(EXERCISE BRIEF)
Lines before the one containing "Target: house facade" are left out; that line and all after it, through the end of the records, must be transcribed exactly.

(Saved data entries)
● ● ● ● ●
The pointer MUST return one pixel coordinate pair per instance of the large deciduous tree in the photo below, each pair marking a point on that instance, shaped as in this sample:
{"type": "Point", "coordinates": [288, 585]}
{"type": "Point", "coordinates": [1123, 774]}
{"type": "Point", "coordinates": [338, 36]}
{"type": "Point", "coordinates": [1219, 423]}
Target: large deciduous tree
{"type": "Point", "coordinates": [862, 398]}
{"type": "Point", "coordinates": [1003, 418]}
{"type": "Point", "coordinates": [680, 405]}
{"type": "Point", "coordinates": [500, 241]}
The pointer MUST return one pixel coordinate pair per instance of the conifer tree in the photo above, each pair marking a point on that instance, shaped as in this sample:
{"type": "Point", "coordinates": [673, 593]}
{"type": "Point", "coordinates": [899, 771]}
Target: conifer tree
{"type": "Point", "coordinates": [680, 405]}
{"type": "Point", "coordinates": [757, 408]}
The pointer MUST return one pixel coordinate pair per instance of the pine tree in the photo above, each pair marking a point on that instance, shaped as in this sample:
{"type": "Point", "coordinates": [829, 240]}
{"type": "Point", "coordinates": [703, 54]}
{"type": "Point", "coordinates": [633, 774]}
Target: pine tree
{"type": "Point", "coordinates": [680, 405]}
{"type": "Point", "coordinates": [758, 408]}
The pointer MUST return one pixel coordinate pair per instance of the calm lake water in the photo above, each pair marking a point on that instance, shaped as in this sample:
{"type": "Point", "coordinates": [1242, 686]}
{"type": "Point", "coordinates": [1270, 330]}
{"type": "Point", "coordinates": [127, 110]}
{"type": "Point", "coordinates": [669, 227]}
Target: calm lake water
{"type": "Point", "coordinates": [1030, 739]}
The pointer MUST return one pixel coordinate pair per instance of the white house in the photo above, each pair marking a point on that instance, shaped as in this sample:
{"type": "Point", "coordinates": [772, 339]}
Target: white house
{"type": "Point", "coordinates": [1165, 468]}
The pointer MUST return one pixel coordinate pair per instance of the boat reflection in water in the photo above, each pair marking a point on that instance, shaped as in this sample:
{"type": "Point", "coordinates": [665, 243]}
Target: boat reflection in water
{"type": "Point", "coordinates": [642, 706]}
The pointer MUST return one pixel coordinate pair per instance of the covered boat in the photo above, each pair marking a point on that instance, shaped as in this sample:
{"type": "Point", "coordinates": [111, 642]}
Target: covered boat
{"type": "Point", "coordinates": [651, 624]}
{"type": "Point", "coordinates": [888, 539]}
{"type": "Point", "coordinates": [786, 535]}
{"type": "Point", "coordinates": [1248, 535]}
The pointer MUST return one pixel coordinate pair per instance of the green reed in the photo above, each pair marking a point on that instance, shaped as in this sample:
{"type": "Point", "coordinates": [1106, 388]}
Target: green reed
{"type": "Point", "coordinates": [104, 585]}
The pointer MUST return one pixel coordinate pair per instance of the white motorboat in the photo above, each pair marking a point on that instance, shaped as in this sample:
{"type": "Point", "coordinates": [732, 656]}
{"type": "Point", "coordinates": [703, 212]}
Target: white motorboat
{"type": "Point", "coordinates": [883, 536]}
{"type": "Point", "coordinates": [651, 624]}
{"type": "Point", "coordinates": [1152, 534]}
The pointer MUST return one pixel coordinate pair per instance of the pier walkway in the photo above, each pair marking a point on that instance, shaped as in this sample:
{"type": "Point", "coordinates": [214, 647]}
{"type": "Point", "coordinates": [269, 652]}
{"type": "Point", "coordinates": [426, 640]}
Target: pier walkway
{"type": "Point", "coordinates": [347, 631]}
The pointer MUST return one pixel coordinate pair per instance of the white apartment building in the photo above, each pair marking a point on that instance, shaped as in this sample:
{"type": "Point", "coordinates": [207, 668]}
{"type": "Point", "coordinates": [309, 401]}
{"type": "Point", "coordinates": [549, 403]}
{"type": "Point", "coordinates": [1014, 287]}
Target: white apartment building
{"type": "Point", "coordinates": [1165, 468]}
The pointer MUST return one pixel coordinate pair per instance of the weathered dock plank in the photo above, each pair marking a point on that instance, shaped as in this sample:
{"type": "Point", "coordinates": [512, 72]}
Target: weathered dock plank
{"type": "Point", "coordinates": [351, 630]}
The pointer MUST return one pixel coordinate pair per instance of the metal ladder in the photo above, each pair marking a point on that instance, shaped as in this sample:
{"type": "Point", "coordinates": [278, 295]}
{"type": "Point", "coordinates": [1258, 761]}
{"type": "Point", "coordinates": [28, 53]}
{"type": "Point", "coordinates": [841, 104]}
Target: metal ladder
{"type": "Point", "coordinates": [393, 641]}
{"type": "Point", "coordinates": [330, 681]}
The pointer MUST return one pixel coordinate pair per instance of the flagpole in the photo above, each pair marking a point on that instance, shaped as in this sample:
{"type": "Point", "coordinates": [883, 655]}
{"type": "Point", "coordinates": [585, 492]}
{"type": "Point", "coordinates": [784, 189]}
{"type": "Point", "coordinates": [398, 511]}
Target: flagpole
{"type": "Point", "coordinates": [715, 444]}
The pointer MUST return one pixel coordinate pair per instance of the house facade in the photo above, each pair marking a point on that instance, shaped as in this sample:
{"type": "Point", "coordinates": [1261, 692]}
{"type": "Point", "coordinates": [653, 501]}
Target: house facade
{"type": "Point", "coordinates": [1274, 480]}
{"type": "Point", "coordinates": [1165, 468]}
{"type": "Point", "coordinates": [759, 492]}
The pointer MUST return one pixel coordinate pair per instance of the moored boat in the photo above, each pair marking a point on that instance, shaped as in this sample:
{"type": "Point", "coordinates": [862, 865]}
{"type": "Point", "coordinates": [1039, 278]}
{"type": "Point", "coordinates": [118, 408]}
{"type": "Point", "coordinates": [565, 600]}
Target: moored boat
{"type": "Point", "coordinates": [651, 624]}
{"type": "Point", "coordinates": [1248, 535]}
● ● ● ● ●
(SOLVED EXERCISE)
Target: house facade
{"type": "Point", "coordinates": [1274, 480]}
{"type": "Point", "coordinates": [1165, 468]}
{"type": "Point", "coordinates": [759, 492]}
The pointer MUST return one pixel coordinate pair per instance of the moored boat in the photo above, each pair marking a point on that instance, shaped as in this sample:
{"type": "Point", "coordinates": [862, 865]}
{"type": "Point", "coordinates": [1039, 278]}
{"type": "Point", "coordinates": [118, 408]}
{"type": "Point", "coordinates": [565, 600]}
Target: moored boat
{"type": "Point", "coordinates": [651, 624]}
{"type": "Point", "coordinates": [1248, 535]}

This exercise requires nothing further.